- [Rows]
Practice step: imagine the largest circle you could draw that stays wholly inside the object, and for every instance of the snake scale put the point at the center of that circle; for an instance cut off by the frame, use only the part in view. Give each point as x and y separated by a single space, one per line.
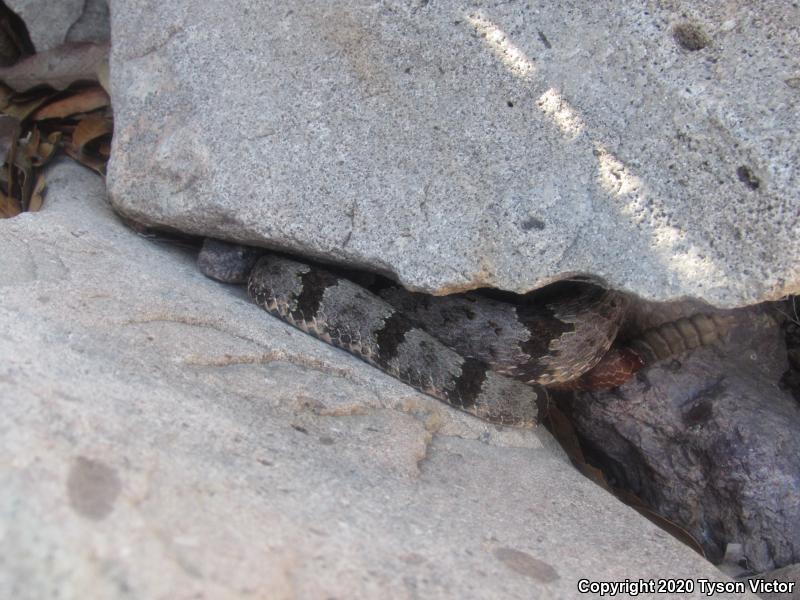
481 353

* * *

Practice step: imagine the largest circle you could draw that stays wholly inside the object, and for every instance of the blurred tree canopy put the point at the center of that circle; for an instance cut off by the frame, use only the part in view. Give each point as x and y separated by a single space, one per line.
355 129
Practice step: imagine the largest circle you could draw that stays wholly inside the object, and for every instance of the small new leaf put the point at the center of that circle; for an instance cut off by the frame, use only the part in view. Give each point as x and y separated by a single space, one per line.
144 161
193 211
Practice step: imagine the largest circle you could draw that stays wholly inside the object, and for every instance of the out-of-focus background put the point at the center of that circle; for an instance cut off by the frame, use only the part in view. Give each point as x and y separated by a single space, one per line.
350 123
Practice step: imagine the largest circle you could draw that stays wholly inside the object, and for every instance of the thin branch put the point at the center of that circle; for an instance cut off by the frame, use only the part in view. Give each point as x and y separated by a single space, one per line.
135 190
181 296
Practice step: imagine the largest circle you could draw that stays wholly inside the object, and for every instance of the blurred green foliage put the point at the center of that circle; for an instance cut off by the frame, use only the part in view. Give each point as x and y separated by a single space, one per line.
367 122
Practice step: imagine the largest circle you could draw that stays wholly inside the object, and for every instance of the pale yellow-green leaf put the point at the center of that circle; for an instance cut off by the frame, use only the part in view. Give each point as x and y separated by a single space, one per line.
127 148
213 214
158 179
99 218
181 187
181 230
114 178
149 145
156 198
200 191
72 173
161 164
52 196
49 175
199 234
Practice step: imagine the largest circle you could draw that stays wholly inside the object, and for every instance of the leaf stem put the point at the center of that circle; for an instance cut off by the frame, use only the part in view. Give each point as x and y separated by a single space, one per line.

- [What needs to be done] Edit the data from the line with "of the pale" to the line with "of the leaf" by replacing "yellow-green" with "lime-green" and leaving everything else unchanged, then give only those lines.

- [Written response]
Practice step: imagine the largest circle you could draw that stays wholly inside the object, and for every instance of the pale lime-green leaf put the point at the center of that circle; for an instance cut off by the frame, use only the part in view. Give each point as x and y separated by a single space, one per line.
127 148
213 214
158 179
99 218
181 187
181 230
114 178
149 145
156 198
200 191
72 173
161 164
52 196
49 175
199 234
Practice step: imagine the largest circle you could draw that stays wholly inside the object, and for every instance of the leaf stem put the point at the center of that circle; for an instance cut off by the frame, use only the part in view. Give each point as x and y separated by a single space, one per line.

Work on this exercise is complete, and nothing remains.